Second, the slow pace of mindful sex allows us to explore the vast sensual palette of bodies and minds. Surveys indicate that the average sexual encounter lasts an astonishingly quick 7 minutes—and that is from nudge, nudge, wink to snore. Not a lot of mindfulness there. When is the last time you caressed the back of your lovers’ knees, or nibbled on their left shoulder blade? Slow down, show up, and turn each other on in new ways.
Third, by practicing mindful sex we can develop sexual ecstasy that lingers. Did you know a typical orgasm lasts an average of 7 seconds for men and 20 seconds for women? As far as I’m concerned, they polled a bunch of underachievers. For both women and men, extended orgasms are possible. Hmm. Suddenly meditation got a whole lot more interesting, didn’t it?
Sex becomes a meditative experience when we deeply inhabit this moment together and meditation becomes a sexual experience when our senses are alive and blazing and our hearts are wide open. In this way, mindful sex is about compassion and awareness, whether we are making love with our partner or sitting on our cushion making love with the world.
Five Tips for Mindful Sex
Treasure
Remember dating your partner? You chose sexy underwear in the hopes you’d make love tonight. You experimented with seduction and sexual techniques. You treasured your beloved. In other words, you made an effort. But now, many years later, sexuality may have become a neglected part of your relationship. If so, mindful sex can reconnect and heal. Whatever the past, begin again, right where you are. Treasure your beloved anew, honoring their mind, their heart, and their body. See them through fresh eyes, and trace their skin with today’s fingertips, here and now, for the very first time.
Tantalize
Start by recreating the delicious anticipation you used to feel about connecting sexually with your partner. Create an event. Prepare to tantalize each of your lover’s senses—perhaps lighting candles, playing music, and laying out warm scented massage oils, chocolate and berries and bubbles, and a scarf for blindfolding. Forethought is foreplay, so be mindful. Carefully plan for passion, and then let go into the present moment.

[REQUIRED ACTION 1]: Transcribe the passage on mindful sex between "Five Tips for" and "very first time.", inclusive.
[REQUIRED ACTION 2]:
Answer these questions from the passage on mindful sex:
(a) According to surveys, how long does the average sexual encounter last?
(b) How long does a typical orgasm last for women, on average?
(c) Under "Tantalize," what does the passage say forethought is?
[REQUIRED ACTION 3]: Carry the passage on mindful sex forward from its last sentence.

[ENTRIES SHOWN]:
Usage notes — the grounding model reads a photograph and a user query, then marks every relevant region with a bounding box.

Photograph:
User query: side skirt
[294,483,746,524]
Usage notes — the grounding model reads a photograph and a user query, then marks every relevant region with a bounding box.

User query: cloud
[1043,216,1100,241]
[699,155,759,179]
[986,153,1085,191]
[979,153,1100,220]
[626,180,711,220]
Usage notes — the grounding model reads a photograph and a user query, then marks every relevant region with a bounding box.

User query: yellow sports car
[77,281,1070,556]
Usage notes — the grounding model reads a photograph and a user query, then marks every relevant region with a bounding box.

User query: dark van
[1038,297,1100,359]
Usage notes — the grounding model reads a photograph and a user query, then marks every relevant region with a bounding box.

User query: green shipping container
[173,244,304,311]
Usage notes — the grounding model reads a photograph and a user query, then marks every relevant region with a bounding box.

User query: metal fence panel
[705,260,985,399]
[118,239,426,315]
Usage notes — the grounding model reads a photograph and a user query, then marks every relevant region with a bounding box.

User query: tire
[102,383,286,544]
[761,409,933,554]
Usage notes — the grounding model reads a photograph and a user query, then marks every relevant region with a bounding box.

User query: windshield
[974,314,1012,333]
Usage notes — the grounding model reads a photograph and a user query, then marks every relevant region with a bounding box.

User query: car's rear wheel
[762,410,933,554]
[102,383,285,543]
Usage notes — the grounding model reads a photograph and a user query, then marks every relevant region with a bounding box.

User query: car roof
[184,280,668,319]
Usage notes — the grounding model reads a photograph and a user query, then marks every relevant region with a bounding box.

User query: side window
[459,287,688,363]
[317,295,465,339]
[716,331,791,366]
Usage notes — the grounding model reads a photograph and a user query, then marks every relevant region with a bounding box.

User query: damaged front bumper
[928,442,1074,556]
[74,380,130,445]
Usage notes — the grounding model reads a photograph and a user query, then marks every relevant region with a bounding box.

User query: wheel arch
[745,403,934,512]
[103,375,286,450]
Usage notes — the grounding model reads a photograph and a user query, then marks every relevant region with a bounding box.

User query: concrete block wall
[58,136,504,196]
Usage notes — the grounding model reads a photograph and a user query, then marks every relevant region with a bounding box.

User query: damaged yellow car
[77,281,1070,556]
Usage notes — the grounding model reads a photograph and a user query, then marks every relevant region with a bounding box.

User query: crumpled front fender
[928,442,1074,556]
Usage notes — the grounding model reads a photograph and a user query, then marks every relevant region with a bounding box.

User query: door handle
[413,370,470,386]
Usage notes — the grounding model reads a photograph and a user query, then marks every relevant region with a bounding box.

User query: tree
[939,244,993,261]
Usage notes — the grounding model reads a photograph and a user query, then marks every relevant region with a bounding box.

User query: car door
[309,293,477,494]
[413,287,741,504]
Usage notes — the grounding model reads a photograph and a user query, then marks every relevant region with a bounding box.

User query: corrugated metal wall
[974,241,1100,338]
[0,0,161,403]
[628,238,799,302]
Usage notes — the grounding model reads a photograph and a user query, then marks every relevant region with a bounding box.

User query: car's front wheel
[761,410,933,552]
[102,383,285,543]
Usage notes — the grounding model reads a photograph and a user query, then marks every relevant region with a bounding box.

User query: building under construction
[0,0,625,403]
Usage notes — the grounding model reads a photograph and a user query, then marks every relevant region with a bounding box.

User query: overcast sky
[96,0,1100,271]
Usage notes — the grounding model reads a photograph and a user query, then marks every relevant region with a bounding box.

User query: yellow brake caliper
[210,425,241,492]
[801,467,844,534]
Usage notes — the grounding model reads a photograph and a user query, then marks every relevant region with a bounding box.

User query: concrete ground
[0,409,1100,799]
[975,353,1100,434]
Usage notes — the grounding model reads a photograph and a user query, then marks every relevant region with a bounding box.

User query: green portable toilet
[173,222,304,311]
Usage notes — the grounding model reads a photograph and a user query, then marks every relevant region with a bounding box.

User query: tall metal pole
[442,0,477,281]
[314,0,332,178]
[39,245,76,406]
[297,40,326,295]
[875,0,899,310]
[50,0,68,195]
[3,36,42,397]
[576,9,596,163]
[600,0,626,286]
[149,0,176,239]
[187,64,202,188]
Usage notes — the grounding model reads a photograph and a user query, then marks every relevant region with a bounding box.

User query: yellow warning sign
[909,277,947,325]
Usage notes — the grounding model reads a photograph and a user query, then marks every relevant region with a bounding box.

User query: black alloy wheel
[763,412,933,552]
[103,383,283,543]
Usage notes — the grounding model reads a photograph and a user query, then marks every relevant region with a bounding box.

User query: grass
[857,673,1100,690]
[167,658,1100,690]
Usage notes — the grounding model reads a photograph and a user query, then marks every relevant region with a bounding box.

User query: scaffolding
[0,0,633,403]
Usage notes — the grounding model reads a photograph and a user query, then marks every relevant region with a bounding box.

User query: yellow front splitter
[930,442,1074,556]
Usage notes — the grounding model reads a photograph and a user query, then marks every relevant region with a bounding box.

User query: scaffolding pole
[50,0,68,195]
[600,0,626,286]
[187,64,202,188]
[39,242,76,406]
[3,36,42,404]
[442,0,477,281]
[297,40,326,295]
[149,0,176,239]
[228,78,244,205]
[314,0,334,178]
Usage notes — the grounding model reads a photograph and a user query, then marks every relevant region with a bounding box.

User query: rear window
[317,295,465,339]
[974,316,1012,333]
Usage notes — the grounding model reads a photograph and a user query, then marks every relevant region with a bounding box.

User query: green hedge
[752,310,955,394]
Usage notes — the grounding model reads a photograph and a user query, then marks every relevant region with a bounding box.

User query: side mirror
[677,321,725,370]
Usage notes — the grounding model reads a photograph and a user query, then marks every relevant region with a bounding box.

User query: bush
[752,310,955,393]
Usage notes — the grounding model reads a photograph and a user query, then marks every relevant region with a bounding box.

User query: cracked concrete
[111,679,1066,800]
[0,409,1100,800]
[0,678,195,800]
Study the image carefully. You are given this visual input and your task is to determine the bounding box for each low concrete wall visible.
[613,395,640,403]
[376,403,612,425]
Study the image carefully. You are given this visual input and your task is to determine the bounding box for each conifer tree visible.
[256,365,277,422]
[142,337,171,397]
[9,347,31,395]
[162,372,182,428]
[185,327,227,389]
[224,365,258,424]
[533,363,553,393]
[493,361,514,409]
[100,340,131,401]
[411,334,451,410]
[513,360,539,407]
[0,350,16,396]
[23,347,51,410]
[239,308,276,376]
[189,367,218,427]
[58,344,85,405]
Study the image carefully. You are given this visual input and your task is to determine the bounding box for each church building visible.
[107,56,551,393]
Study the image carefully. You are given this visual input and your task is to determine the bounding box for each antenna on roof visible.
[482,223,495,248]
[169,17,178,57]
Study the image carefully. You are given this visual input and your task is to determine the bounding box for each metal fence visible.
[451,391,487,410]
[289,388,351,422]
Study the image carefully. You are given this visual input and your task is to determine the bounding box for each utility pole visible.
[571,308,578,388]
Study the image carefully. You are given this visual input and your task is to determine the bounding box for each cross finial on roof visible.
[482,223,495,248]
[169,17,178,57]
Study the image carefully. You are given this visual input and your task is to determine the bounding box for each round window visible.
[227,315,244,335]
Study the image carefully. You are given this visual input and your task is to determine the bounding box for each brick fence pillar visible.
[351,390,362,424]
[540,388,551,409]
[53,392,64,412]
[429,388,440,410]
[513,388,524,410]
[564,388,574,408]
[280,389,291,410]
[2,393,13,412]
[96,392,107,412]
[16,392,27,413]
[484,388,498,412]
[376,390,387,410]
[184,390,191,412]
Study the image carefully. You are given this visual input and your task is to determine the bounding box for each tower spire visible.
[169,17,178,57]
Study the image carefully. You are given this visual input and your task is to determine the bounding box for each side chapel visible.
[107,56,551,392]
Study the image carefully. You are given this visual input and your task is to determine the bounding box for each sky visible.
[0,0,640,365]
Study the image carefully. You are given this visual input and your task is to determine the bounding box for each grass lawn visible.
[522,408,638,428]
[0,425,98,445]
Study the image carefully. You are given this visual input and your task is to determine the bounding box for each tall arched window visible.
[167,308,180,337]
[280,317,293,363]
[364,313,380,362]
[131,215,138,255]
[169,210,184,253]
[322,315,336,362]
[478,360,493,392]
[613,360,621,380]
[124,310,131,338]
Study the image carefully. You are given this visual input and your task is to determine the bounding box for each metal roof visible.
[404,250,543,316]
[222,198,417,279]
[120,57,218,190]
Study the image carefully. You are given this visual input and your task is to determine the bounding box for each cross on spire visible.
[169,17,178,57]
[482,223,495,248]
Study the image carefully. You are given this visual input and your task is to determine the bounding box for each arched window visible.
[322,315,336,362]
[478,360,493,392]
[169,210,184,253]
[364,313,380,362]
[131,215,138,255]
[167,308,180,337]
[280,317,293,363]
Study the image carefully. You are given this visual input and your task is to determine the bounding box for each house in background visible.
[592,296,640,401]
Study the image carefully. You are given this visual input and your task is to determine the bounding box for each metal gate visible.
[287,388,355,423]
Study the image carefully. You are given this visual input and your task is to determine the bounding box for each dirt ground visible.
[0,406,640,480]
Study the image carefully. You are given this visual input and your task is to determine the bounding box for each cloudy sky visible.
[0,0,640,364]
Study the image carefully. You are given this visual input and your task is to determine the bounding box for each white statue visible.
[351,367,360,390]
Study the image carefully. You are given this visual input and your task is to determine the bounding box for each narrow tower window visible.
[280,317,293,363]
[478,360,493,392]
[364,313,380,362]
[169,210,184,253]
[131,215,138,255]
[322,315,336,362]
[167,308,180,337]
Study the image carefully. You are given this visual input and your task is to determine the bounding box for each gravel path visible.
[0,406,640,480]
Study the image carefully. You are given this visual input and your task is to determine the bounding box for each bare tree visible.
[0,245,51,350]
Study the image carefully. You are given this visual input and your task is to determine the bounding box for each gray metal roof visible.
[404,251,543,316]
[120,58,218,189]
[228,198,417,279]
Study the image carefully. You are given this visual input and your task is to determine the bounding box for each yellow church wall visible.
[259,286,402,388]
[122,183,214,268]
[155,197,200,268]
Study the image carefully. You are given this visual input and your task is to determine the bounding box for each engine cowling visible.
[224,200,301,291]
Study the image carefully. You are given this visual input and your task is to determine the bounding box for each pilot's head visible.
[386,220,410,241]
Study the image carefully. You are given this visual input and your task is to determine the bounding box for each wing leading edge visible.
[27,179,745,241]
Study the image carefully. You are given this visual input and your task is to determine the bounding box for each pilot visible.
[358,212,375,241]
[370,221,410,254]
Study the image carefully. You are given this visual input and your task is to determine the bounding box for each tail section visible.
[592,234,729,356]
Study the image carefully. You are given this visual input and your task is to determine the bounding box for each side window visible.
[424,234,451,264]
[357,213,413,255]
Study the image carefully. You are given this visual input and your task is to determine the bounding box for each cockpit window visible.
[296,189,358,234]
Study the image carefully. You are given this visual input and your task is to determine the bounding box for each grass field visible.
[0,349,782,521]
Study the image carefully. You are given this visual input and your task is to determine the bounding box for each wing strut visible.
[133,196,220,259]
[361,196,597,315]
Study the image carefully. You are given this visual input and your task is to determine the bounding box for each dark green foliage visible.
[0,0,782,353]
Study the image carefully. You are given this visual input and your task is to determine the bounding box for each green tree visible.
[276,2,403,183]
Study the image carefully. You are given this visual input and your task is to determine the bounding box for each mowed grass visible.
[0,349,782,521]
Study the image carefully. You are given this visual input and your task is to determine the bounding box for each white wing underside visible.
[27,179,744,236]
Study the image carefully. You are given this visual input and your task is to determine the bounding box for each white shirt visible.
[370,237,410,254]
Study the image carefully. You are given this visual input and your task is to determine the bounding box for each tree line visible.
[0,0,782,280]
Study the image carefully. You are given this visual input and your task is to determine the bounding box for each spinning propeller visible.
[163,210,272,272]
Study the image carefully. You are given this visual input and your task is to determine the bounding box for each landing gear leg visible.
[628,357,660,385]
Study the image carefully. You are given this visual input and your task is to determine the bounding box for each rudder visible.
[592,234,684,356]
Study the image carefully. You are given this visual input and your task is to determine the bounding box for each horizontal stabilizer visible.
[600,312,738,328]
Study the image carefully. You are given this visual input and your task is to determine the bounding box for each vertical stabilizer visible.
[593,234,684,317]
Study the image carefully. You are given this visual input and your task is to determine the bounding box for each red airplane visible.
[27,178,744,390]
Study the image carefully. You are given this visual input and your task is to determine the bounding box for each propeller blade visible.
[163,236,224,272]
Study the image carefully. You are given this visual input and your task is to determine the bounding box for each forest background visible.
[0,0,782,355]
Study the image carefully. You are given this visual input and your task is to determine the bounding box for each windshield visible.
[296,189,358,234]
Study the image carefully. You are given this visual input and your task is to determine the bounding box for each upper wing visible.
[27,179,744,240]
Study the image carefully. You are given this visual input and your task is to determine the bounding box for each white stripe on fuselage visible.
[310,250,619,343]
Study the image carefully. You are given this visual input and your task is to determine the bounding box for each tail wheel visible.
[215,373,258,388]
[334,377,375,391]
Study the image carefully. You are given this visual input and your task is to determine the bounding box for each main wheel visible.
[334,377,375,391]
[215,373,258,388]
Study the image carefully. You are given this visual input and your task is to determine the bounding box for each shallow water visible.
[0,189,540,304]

[RESPONSE 1]:
Five Tips for Mindful Sex
Treasure
Remember dating your partner? You chose sexy underwear in the hopes you’d make love tonight. You experimented with seduction and sexual techniques. You treasured your beloved. In other words, you made an effort. But now, many years later, sexuality may have become a neglected part of your relationship. If so, mindful sex can reconnect and heal. Whatever the past, begin again, right where you are. Treasure your beloved anew, honoring their mind, their heart, and their body. See them through fresh eyes, and trace their skin with today’s fingertips, here and now, for the very first time.

[RESPONSE 2]:
(a) 7 minutes
(b) 20 seconds
(c) Foreplay

[RESPONSE 3]:
Tune In
Begin by facing each other and gazing deeply into each others’ eyes. And yes, start with clothes on. It’s most powerful to focus on one eye; this keeps you intimately exposed (some people look back and forth between the two eyes to reduce the intensity but that’s cheating). Next, synchronize your breathing – breathe in together, exhale together. Then try breath exchange – you inhale when they exhale, you exhale when they inhale, as though you are breathing each other in and out. Feel the distractions settle, and the worries melt away. Really look, really see, and allow yourself to be seen.
Tease
Begin slowly, mindfully, undressing each other. Take turns. Slowly, ever so slowly, tease and arouse your lover’s whole body, eventually caressing their most sensitive parts. Invite them to sigh or moan, surrendering me into we, blending your touch with their sounds, no distinction, just this sensation. Bring them to the edge of orgasm, then back. Repeat. Reverse roles. Give, receive, exchange, and explore. See if you can drive each other wild with anticipation and then drop that tendency to reach for what comes next. Stop. Breathe. Relax into the direct experience.
Transform
With mindful sex, excitement and pleasure are just the beginning. The focus is on slowing down, staying in the moment, and allowing profound sexual and emotional merging. Instead of swooning away from your partner and into your own orgasm, you cultivate and sustain the sexual ecstasy. You then share the energy of your orgasm. To practice this, stay connected with your lover’s eyes and breath as you make love and approach orgasm. Just before the peak, focus on the impending waves of pleasure. As the orgasm waves begin to move through your lower body, stay present. Allow everything else to fall away except for your eye contact, your breathing, and your beating hearts.